▶ _Task brief_
Exclude the pictures, then copy all remaining records exactly.

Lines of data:
_ _ _ _
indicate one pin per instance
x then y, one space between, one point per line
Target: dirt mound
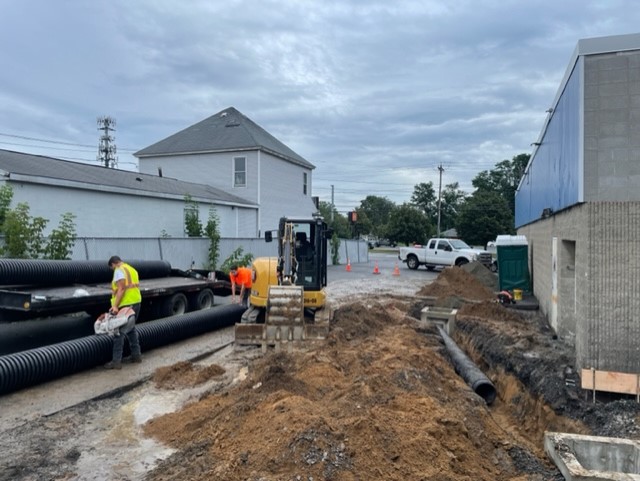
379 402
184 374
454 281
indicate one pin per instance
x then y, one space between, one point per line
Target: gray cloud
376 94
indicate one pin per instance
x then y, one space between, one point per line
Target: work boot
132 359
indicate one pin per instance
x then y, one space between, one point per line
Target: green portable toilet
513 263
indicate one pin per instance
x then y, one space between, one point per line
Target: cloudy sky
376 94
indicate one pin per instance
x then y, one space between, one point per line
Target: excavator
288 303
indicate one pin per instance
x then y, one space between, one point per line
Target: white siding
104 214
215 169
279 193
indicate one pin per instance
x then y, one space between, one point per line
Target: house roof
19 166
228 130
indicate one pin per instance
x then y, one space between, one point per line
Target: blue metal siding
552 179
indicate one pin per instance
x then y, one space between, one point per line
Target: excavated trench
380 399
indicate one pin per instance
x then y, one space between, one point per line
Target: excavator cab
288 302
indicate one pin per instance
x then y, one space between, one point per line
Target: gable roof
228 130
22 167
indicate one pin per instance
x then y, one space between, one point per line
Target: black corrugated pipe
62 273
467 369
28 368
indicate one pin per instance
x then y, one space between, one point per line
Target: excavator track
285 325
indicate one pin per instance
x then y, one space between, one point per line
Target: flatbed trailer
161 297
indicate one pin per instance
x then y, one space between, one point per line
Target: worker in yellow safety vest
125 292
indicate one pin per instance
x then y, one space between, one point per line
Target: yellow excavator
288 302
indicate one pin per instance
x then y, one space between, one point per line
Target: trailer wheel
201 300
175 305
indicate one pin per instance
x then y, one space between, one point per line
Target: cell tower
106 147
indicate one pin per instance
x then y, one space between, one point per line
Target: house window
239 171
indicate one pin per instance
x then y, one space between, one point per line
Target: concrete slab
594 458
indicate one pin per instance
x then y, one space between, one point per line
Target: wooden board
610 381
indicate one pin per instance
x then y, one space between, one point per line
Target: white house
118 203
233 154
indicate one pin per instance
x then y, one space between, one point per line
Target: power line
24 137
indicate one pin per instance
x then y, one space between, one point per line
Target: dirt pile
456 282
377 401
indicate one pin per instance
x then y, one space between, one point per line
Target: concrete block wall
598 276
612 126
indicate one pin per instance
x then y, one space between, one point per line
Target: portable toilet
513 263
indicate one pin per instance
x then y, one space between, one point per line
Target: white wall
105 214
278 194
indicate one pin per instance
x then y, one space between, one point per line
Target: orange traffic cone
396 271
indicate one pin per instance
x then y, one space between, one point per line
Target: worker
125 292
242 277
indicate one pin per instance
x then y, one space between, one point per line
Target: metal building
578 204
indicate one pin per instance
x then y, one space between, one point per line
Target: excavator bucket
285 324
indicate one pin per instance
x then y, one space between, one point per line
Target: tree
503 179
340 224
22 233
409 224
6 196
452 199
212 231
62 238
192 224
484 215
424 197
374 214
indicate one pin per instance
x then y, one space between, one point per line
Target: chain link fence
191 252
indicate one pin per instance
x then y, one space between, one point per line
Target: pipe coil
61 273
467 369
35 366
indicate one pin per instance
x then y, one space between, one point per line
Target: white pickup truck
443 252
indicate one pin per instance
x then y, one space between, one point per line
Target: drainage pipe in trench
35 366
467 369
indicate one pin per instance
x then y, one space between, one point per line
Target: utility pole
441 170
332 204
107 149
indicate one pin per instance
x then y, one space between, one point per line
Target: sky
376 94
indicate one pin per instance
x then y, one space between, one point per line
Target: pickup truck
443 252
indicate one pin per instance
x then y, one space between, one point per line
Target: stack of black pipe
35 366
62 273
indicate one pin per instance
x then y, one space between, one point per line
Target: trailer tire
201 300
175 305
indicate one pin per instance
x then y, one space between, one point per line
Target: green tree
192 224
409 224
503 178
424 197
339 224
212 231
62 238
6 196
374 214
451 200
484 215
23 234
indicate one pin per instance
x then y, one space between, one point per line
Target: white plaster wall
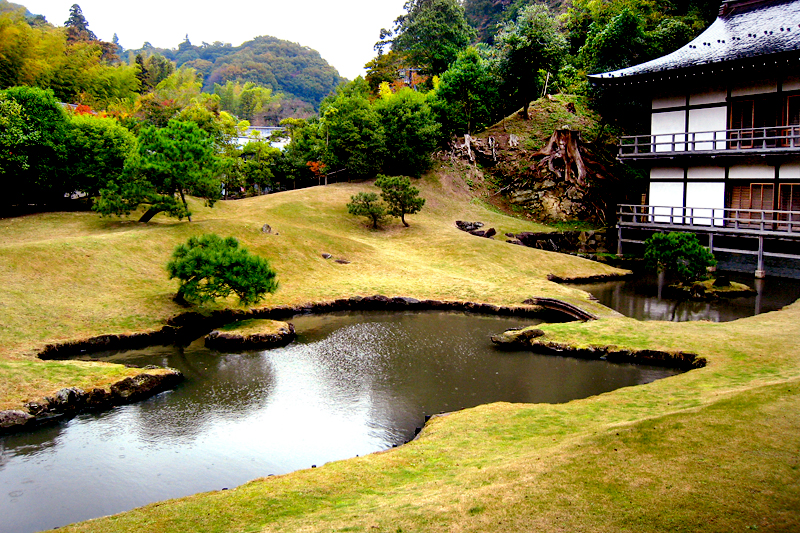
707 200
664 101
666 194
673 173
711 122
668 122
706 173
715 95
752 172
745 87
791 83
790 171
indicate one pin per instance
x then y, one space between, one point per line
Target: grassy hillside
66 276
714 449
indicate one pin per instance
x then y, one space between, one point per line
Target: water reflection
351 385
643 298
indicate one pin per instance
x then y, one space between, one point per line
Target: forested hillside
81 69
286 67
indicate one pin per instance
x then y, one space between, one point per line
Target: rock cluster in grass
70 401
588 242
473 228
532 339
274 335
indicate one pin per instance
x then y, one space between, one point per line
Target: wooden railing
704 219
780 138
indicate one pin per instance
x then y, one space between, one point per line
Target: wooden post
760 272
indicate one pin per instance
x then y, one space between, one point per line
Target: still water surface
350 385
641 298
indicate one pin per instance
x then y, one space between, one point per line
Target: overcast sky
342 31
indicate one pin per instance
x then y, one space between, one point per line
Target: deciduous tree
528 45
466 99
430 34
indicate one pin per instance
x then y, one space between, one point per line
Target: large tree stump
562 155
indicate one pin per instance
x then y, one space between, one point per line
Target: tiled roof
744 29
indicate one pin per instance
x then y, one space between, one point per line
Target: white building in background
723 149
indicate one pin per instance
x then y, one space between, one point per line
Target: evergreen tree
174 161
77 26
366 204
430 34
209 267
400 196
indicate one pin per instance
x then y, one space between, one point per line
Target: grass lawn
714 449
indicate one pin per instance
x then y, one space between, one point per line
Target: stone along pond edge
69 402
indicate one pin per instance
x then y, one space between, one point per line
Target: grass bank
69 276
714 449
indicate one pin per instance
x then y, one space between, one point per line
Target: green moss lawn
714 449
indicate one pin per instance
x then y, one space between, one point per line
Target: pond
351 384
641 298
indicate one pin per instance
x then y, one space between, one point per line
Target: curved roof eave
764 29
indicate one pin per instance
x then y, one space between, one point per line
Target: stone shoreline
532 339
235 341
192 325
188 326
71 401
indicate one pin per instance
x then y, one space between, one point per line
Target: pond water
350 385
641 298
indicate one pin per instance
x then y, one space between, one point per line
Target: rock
_ _ _ _
▶ _Answer to the exercise_
indicate one pin per instance
x then y, one space between, one point per line
Target: dirt mound
379 402
184 374
454 281
indicate one pin per instance
x then y, one space between, one point per line
Target: gray cloud
376 94
indicate one pin per instance
x then y, one space between, one point per line
Target: work boot
132 359
indicate one pin per instance
x then y, one space between, one point per line
Target: green portable toilet
513 263
indicate one pin per instance
x then y, one space between, one point per line
Target: cloudy sky
376 94
indicate one pin per instance
x then y, one space between, one point per line
Target: excavator
288 303
indicate one pin per instance
x then y, one space between, one point per line
Target: white siding
104 214
215 169
279 193
indicate one pin per instance
x then y, one space between, one point per line
Target: house roof
19 166
228 130
indicate one pin per instance
x then y, one space between, one point per line
Target: blue metal siding
552 179
indicate one pin per instance
x then y, one space between, one point per line
Target: excavated trench
380 399
indicate one pin per instance
x then y, one space between, one point per line
Target: excavator cab
288 302
indicate one pin per instance
x then y, one space between, one point per line
Target: gable roof
228 130
22 167
indicate one pin per instance
x then y, one space between, one point per line
Target: black corrugated pipe
62 273
467 369
28 368
indicate one pin per instance
x then y, one space between, one point per line
Target: excavator track
285 325
indicate one pin per instance
x then y, one space between, one point per line
Target: flatbed trailer
161 297
indicate one pin per instance
x then y, one space between, one point per line
Target: worker in yellow safety vest
125 292
indicate one pin per instance
x then y, one space between, one point per line
Target: yellow excavator
288 302
indicate one pin per instance
x then y, one space between, one point per line
Target: trailer wheel
201 300
175 305
indicate one pin per instance
x then y, one space between, one point per line
Target: cell tower
106 147
indicate one pin per instance
x then y, one space between, one point per line
Target: house window
239 171
indicate one pin per instance
x then y, one space between, one point per line
Target: concrete slab
594 458
indicate one pin per instance
x then y, one space between, one point per line
Target: wooden board
610 381
indicate one pin per instance
x then y, one space between, one point per line
Target: white house
118 203
233 154
indicate one pin per instance
x then y, one space between, one point per line
Target: power line
24 137
indicate one pin per instance
x then y, one space between, one point per line
Target: dirt pile
456 282
377 401
indicate one pin per instance
x then y, one space between, one point per line
Target: concrete block wall
598 276
612 126
indicate one pin per instance
x then y, one space between, one point per line
Target: portable toilet
513 263
indicate one pin per instance
x then y, one space between, one point per line
Target: white wall
105 214
278 194
indicate one pin per instance
x then y, one space between, one point per line
Target: orange traffic cone
396 271
indicate one pin per instance
x then y, one space between, one point per line
Target: worker
125 292
242 277
indicate one pin per instance
x then y, one space between, one point per line
Target: metal building
578 204
indicate one pin per instance
x then y, one space between, one point per line
Target: excavator bucket
285 324
indicate one pin per instance
x then y, one space between, one point per line
Target: tree
503 179
340 224
22 233
409 224
6 196
452 199
212 231
62 238
192 224
484 215
424 197
374 214
indicate one pin per instance
x then y, one space between, one point per line
Target: chain link fence
191 252
indicate one pin per instance
x then y, one space between, one point per line
Target: pipe coil
61 273
467 369
35 366
indicate one pin per instance
x then y, one space between, one point per line
Target: white pickup truck
443 252
indicate one pin per instance
x then y, one space between, one point per line
Target: drainage pipe in trench
35 366
467 369
indicate one pin per instance
x then y, one space between, one point per line
Target: utility pole
441 170
332 204
107 149
indicate one pin per instance
x then y, one space between, one point per line
Target: sky
376 94
indicate one pin per instance
x then y, one space between, one point per line
Target: pickup truck
443 252
indicate one pin per instance
x then y, one space between, one point per line
Target: stack of black pipe
35 366
62 273
indicate one pin per instance
x then y, one space between, one point per line
Target: trailer tire
201 300
175 305
indicate one pin per instance
x then y, one space between, one point per line
Target: green tree
192 224
409 224
503 178
424 197
339 224
212 231
62 238
6 196
374 214
451 200
484 215
23 234
indicate one pin per instance
x then y, one space between, one point per line
Target: white plaster wall
707 200
664 101
666 194
673 173
711 122
668 122
706 173
715 95
752 172
745 87
791 83
790 171
indicate one pin per instance
x then y, one space between, one point per line
Target: grassy hillside
66 276
714 449
indicate one pin per instance
x then y, one space between, one point per line
Target: water reflection
351 385
643 298
indicate one pin per instance
x then y, one space between, one point per line
Target: forested hillside
81 69
286 67
indicate one pin per instance
x then y, one space between, one point per line
Target: rock cluster in grass
70 401
588 242
473 228
532 339
274 335
indicate one pin per instance
x then y, one space between, one point per line
Target: wooden railing
704 219
780 138
indicate one pin per instance
x then y, one space between, one point per line
Target: wooden post
760 272
indicate one pin per instance
x then y, one space between, one point per line
Target: still water surface
350 385
641 298
indicate one pin per instance
x then y, one space between, one point per line
Target: overcast sky
342 31
indicate one pin per instance
x then y, one space between, one point per line
Target: deciduous tree
528 45
466 99
430 34
indicate one pin per instance
x then y, one space between, one point per line
Target: large tree stump
562 155
indicate one pin per instance
x then y, one space between, one point per line
Target: tiled roof
744 29
indicate one pin per instance
x then y, one space between, one point per line
Target: white building in background
723 149
indicate one pin per instance
x then y, one space between, one point per line
Target: evergreen tree
174 161
77 26
366 204
430 34
209 267
400 196
indicate one pin per instance
x then y, one space between, one point per line
Target: grass lawn
714 449
indicate one pin per instance
x then y, one space between, one point per line
Target: stone along pond edge
69 402
indicate one pin per instance
x then y, one space between, one point per line
Target: grass bank
69 276
714 449
indicate one pin per instance
x then y, one space between, one point per line
Target: green moss lawn
714 449
indicate one pin per instance
x then y, one space between, one point per line
Target: pond
351 384
641 298
indicate one pin per instance
x then y, one space between, one point per line
Target: curved roof eave
764 29
indicate one pin per instance
x then y, one space between, one point per line
Target: stone shoreline
532 339
235 341
192 325
188 326
71 401
indicate one pin per instance
x then y, one space between, one point per line
Target: pond water
350 385
641 298
indicate one pin per instance
x then y, one space between, one point per line
Target: rock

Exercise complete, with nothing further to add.